INPUT:

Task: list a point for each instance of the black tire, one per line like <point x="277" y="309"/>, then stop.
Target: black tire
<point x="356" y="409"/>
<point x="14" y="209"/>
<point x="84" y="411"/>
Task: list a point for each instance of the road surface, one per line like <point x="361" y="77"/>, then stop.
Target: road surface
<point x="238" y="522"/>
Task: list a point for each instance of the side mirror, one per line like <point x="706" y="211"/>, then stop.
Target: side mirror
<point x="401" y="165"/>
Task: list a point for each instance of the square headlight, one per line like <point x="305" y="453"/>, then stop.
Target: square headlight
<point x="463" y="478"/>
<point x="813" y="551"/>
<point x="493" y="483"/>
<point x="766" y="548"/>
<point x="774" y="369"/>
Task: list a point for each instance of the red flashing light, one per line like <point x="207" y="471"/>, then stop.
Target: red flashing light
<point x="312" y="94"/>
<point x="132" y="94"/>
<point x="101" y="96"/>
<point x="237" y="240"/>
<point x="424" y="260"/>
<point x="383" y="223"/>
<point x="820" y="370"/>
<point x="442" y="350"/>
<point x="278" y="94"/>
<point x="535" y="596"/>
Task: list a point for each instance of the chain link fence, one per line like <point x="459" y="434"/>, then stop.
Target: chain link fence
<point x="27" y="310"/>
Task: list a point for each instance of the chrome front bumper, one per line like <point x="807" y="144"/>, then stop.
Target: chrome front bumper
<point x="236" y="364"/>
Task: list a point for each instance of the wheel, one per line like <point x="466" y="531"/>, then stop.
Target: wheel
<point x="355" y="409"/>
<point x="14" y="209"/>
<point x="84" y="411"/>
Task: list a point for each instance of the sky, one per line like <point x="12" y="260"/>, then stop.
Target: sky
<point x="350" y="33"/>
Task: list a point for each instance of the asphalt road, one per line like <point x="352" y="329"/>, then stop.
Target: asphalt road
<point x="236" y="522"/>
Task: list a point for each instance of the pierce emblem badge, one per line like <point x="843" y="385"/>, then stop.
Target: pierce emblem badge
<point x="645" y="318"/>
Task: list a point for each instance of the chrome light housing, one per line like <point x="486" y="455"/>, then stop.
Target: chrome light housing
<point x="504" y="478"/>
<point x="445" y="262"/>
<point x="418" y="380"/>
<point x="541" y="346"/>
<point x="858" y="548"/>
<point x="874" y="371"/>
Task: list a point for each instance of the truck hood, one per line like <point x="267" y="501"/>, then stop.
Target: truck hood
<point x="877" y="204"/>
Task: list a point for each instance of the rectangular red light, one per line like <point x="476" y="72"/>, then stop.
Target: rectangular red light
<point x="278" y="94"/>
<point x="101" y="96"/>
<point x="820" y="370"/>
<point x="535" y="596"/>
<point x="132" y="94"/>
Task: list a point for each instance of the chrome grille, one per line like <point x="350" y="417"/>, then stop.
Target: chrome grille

AIM OF THE EXERCISE: The lines above, starting at the one with "Target: truck hood" and ending at the one with "Task: list a point for each instance of the rectangular", are the only ones to return, exactly as written.

EXERCISE SOLUTION:
Target: truck hood
<point x="877" y="204"/>
Task: list a point for each instance of the rectangular red light, one per line like <point x="476" y="72"/>, then stop.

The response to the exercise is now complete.